------ Stored data ------
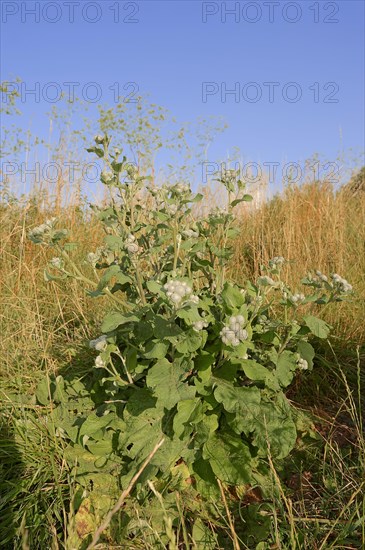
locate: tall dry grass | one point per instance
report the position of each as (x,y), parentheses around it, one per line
(42,323)
(314,227)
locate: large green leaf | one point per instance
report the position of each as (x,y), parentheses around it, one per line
(275,429)
(232,296)
(307,352)
(166,381)
(229,457)
(286,366)
(189,412)
(243,403)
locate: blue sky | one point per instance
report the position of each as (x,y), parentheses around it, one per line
(171,49)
------
Your objective:
Copy out every line above without change, dropping the pictures.

Exercise output:
locate: tall dry grass | one point per instance
report the position of each as (x,y), parentheses around it, one per line
(42,323)
(314,227)
locate: large green leaf | one point per instance
report the position of each as (x,y), parentheses around it, one per line
(275,429)
(232,296)
(307,352)
(166,381)
(229,457)
(286,366)
(189,412)
(243,403)
locate: blue sky | one point per instance
report the position of each as (x,y), parentheses around it, one per line
(171,49)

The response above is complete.